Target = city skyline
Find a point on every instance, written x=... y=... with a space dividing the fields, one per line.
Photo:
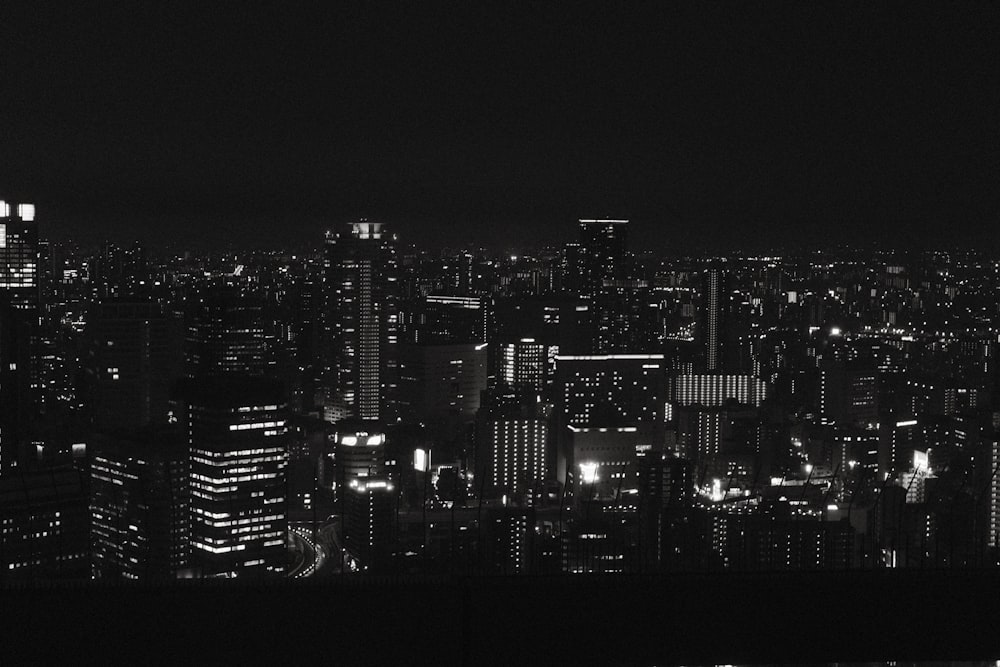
x=702 y=125
x=635 y=334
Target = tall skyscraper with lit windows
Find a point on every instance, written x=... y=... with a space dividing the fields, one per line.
x=602 y=252
x=19 y=255
x=226 y=335
x=710 y=330
x=238 y=433
x=361 y=292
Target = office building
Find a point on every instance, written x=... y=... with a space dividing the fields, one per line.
x=19 y=255
x=526 y=365
x=602 y=251
x=226 y=336
x=138 y=356
x=238 y=434
x=712 y=323
x=43 y=526
x=441 y=384
x=362 y=328
x=611 y=390
x=139 y=506
x=508 y=540
x=16 y=405
x=369 y=522
x=359 y=449
x=715 y=390
x=512 y=444
x=848 y=392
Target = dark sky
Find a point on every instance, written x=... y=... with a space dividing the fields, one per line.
x=704 y=122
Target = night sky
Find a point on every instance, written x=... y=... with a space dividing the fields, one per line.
x=712 y=123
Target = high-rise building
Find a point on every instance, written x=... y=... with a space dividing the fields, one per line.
x=362 y=328
x=120 y=272
x=139 y=507
x=369 y=521
x=15 y=387
x=508 y=540
x=441 y=319
x=848 y=392
x=226 y=336
x=441 y=384
x=611 y=390
x=602 y=249
x=711 y=329
x=238 y=435
x=513 y=443
x=359 y=451
x=19 y=255
x=43 y=526
x=19 y=282
x=525 y=365
x=138 y=355
x=716 y=390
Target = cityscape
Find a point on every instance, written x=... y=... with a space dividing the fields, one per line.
x=468 y=334
x=369 y=407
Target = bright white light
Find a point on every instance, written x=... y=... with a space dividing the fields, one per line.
x=420 y=460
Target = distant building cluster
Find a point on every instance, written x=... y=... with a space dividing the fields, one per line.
x=365 y=406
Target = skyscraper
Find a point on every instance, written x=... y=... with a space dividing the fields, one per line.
x=369 y=509
x=15 y=386
x=226 y=335
x=19 y=255
x=138 y=354
x=19 y=280
x=362 y=312
x=710 y=330
x=512 y=440
x=140 y=521
x=602 y=249
x=237 y=428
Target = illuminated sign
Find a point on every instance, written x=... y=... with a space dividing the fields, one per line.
x=421 y=460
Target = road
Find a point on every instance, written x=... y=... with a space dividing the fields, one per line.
x=314 y=555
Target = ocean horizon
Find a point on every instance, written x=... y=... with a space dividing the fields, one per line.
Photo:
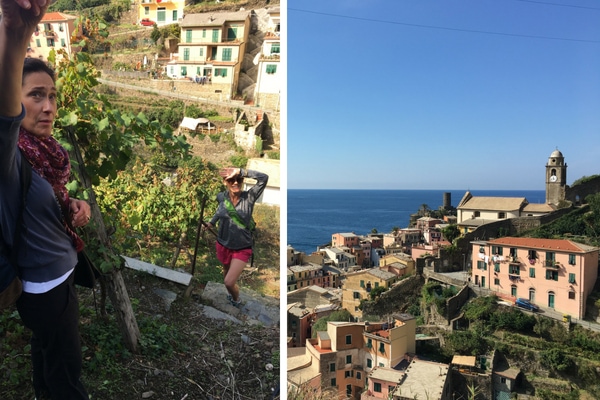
x=315 y=214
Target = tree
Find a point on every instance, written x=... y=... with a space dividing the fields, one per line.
x=101 y=141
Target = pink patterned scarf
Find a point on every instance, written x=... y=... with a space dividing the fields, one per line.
x=51 y=161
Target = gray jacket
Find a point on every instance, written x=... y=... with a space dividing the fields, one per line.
x=46 y=251
x=229 y=234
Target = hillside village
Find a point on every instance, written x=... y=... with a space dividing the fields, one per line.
x=227 y=58
x=377 y=278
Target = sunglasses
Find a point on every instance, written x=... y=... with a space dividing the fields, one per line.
x=231 y=181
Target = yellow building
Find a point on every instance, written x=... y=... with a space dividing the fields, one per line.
x=340 y=359
x=161 y=12
x=211 y=49
x=52 y=33
x=358 y=285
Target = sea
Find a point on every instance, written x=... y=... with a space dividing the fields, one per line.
x=315 y=214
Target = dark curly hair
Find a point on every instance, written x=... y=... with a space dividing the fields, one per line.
x=32 y=65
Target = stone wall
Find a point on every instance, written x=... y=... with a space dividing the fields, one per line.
x=389 y=301
x=578 y=193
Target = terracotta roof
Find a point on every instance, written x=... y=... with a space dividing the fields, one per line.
x=544 y=244
x=538 y=207
x=57 y=16
x=494 y=203
x=213 y=19
x=464 y=360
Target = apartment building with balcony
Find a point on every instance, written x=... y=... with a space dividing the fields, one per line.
x=212 y=46
x=345 y=239
x=402 y=263
x=556 y=274
x=305 y=275
x=340 y=357
x=340 y=258
x=52 y=33
x=268 y=82
x=162 y=12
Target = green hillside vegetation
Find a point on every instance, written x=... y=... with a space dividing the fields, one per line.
x=149 y=195
x=580 y=225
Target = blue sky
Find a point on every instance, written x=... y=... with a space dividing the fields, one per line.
x=431 y=94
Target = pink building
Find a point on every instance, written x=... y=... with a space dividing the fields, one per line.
x=552 y=273
x=344 y=240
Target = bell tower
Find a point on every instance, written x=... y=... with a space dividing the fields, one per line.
x=556 y=178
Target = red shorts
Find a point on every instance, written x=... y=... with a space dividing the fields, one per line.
x=225 y=255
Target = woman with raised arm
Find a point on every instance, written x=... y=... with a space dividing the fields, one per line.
x=47 y=249
x=234 y=215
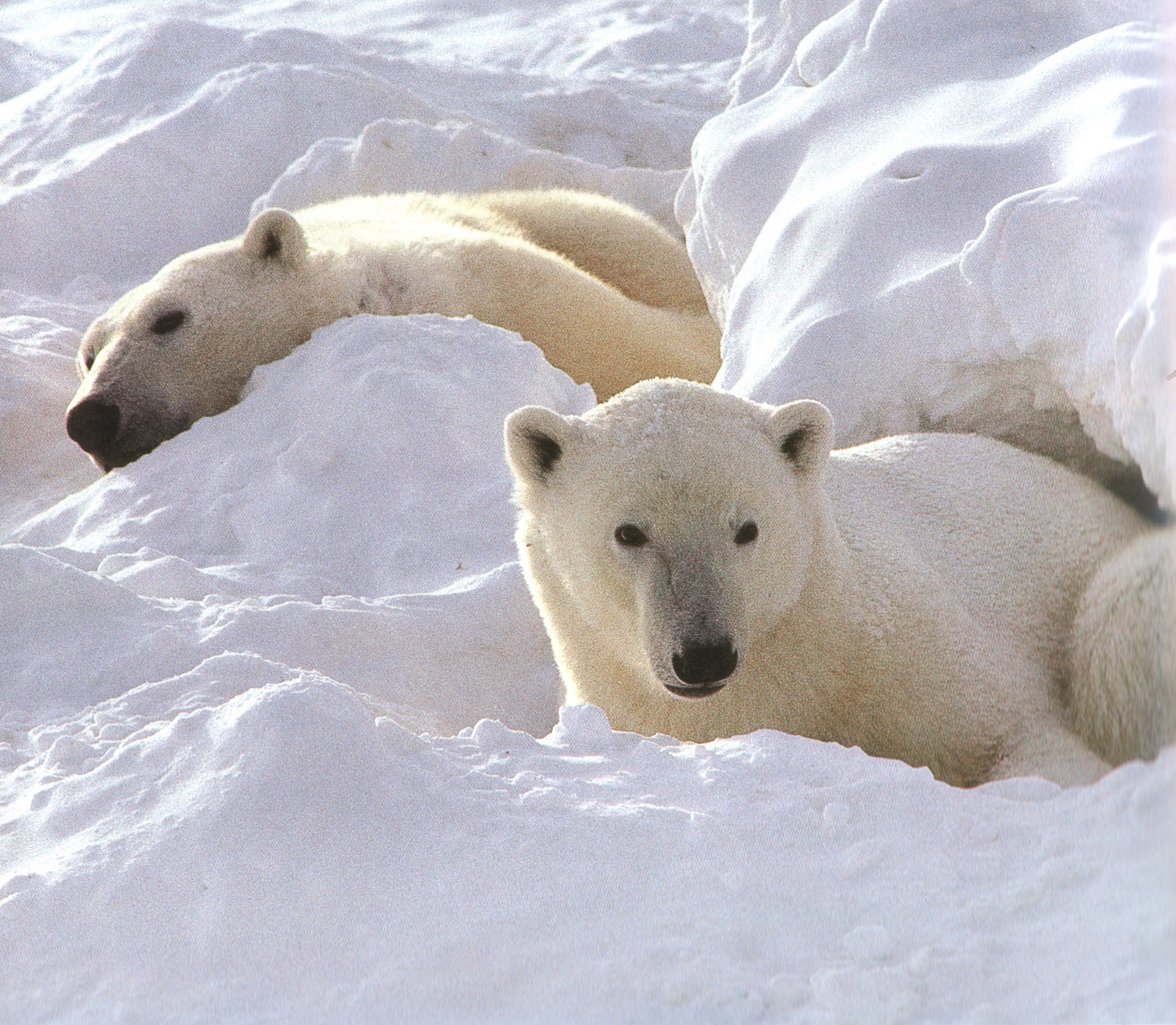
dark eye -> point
(747, 533)
(630, 536)
(167, 322)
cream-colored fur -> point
(913, 596)
(607, 294)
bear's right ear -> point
(537, 439)
(276, 235)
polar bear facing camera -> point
(607, 294)
(706, 567)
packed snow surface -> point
(280, 732)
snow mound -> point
(954, 221)
(247, 828)
(351, 514)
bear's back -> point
(1013, 535)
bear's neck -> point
(823, 647)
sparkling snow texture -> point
(280, 736)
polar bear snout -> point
(704, 667)
(93, 424)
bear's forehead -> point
(669, 418)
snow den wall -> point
(952, 218)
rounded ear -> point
(804, 432)
(276, 235)
(537, 439)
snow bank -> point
(253, 837)
(951, 218)
(276, 708)
(352, 514)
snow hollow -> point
(280, 732)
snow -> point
(280, 735)
(951, 219)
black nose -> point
(93, 424)
(705, 663)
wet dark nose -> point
(93, 424)
(699, 664)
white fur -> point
(913, 596)
(607, 294)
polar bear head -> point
(668, 529)
(183, 345)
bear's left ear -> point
(804, 432)
(537, 439)
(276, 235)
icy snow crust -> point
(280, 735)
(952, 219)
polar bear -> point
(607, 294)
(706, 567)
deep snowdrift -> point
(243, 775)
(952, 219)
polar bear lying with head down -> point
(607, 294)
(706, 567)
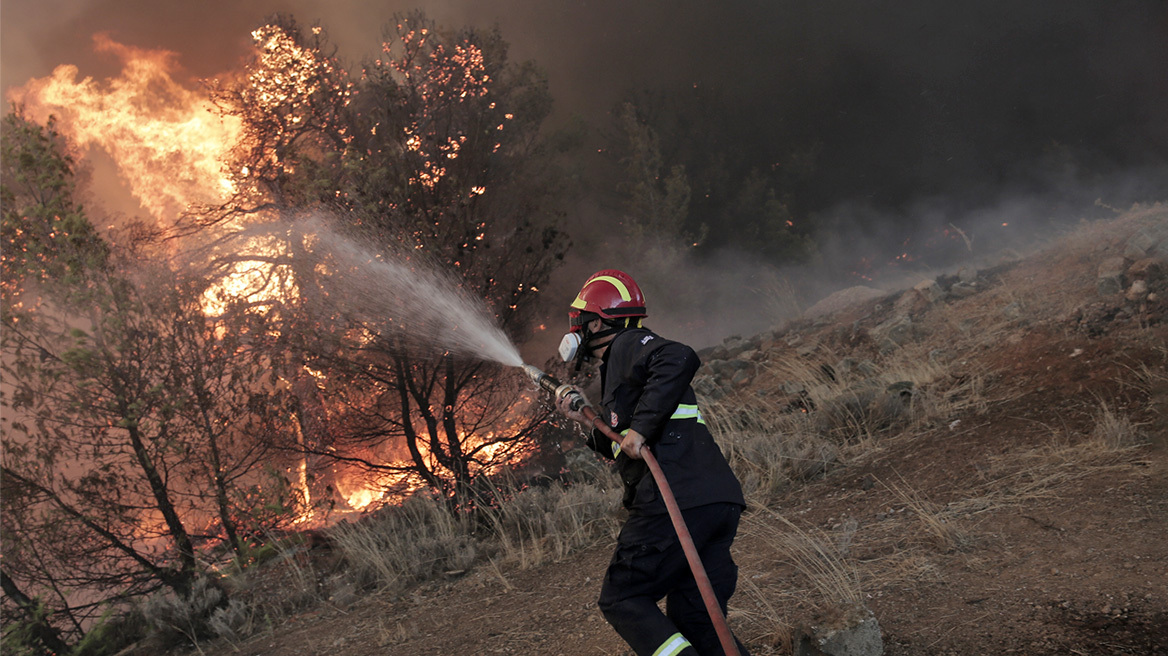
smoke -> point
(995, 119)
(401, 295)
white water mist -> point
(408, 299)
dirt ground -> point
(1003, 530)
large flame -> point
(169, 145)
(168, 141)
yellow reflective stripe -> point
(673, 646)
(687, 411)
(616, 283)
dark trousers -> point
(649, 564)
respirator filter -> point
(570, 346)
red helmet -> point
(607, 294)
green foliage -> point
(22, 636)
(658, 196)
(112, 633)
(44, 235)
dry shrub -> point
(176, 619)
(767, 449)
(405, 544)
(1114, 432)
(815, 557)
(535, 523)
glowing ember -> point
(168, 141)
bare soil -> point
(1047, 544)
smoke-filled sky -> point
(933, 91)
(923, 111)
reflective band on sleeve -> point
(686, 411)
(616, 446)
(673, 646)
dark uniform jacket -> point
(645, 381)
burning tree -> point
(433, 158)
(127, 409)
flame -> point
(168, 141)
(171, 145)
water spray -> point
(578, 403)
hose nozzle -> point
(555, 388)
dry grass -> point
(537, 524)
(812, 553)
(940, 527)
(405, 544)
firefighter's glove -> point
(632, 445)
(563, 404)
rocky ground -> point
(1029, 520)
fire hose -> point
(578, 403)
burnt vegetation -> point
(174, 423)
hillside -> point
(982, 460)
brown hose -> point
(687, 543)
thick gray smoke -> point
(999, 118)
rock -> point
(842, 300)
(964, 290)
(1142, 243)
(1111, 277)
(919, 298)
(1147, 269)
(1138, 292)
(856, 635)
(894, 333)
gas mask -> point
(575, 346)
(570, 346)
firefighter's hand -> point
(563, 404)
(632, 445)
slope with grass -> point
(980, 461)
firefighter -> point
(648, 399)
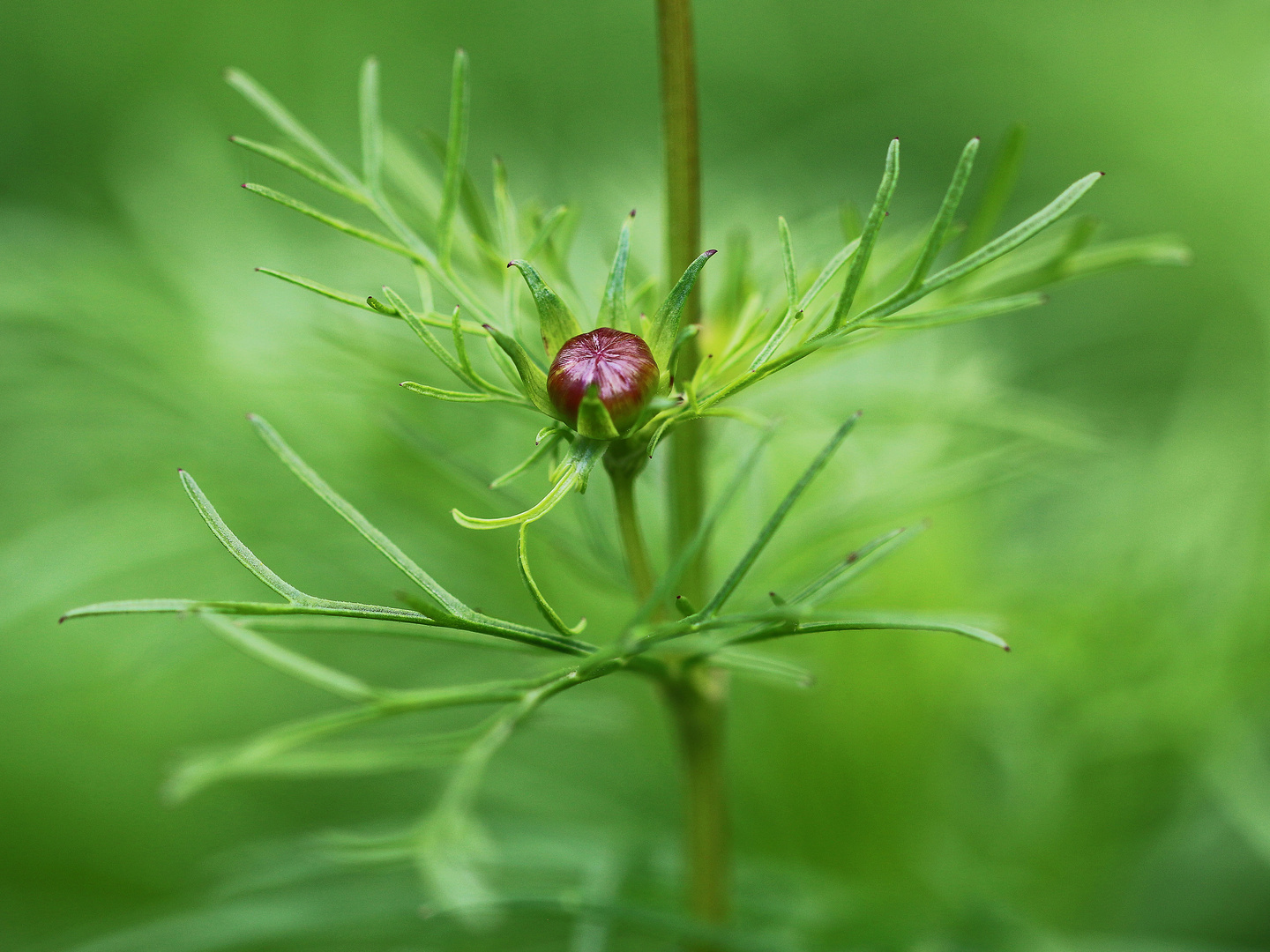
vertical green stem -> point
(632, 537)
(683, 245)
(696, 693)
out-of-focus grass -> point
(1095, 472)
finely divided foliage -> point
(475, 259)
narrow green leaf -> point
(469, 196)
(1113, 256)
(546, 227)
(234, 545)
(456, 333)
(574, 471)
(427, 337)
(944, 217)
(372, 126)
(764, 668)
(997, 190)
(556, 320)
(363, 303)
(883, 622)
(827, 273)
(848, 219)
(1016, 236)
(349, 758)
(773, 524)
(855, 565)
(456, 153)
(337, 224)
(357, 521)
(288, 661)
(987, 254)
(669, 580)
(612, 308)
(504, 363)
(788, 260)
(202, 770)
(594, 419)
(510, 234)
(459, 397)
(684, 337)
(958, 314)
(544, 447)
(666, 323)
(290, 161)
(554, 620)
(775, 339)
(273, 111)
(531, 375)
(343, 297)
(869, 236)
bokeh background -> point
(1095, 472)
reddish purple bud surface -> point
(619, 363)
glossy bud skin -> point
(619, 363)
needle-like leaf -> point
(429, 338)
(234, 545)
(357, 521)
(958, 314)
(572, 473)
(773, 524)
(340, 225)
(612, 308)
(554, 620)
(997, 190)
(290, 161)
(372, 126)
(531, 375)
(944, 217)
(262, 649)
(855, 565)
(669, 580)
(666, 323)
(461, 397)
(556, 320)
(456, 153)
(545, 444)
(880, 622)
(869, 236)
(288, 123)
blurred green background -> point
(1096, 473)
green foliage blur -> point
(1095, 472)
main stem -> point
(696, 693)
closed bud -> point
(621, 367)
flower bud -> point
(619, 363)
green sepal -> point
(556, 319)
(531, 375)
(594, 419)
(666, 325)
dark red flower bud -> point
(619, 363)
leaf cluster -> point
(460, 249)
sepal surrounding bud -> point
(601, 381)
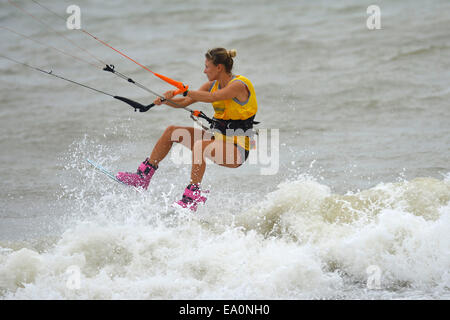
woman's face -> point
(212, 71)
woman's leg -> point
(222, 153)
(187, 136)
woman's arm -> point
(231, 91)
(182, 102)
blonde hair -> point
(222, 56)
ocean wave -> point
(300, 241)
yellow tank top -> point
(234, 109)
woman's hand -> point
(167, 96)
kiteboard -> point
(109, 174)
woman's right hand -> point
(167, 96)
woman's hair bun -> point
(232, 53)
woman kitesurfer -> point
(227, 143)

*EXERCISE*
Rewrite the listing from the line with "green sepal -> point" through the end, changing "ocean wave" to "sea wave" and leaving everything else the same. Do not include the pictures.

*ANSWER FOR THIS EXERCISE*
green sepal -> point
(556, 319)
(531, 375)
(594, 419)
(666, 325)
dark red flower bud -> point
(619, 363)
leaf cluster -> point
(460, 249)
sepal surrounding bud -> point
(601, 381)
woman's face -> point
(212, 71)
woman's leg -> point
(222, 153)
(187, 136)
woman's arm -> point
(231, 91)
(182, 102)
blonde hair -> point
(222, 56)
sea wave -> point
(300, 241)
yellow tank top -> point
(234, 109)
woman's hand -> point
(167, 96)
kiteboard -> point
(109, 174)
woman's right hand -> point
(167, 96)
woman's hair bun -> point
(232, 53)
woman kitesurfer -> point
(227, 143)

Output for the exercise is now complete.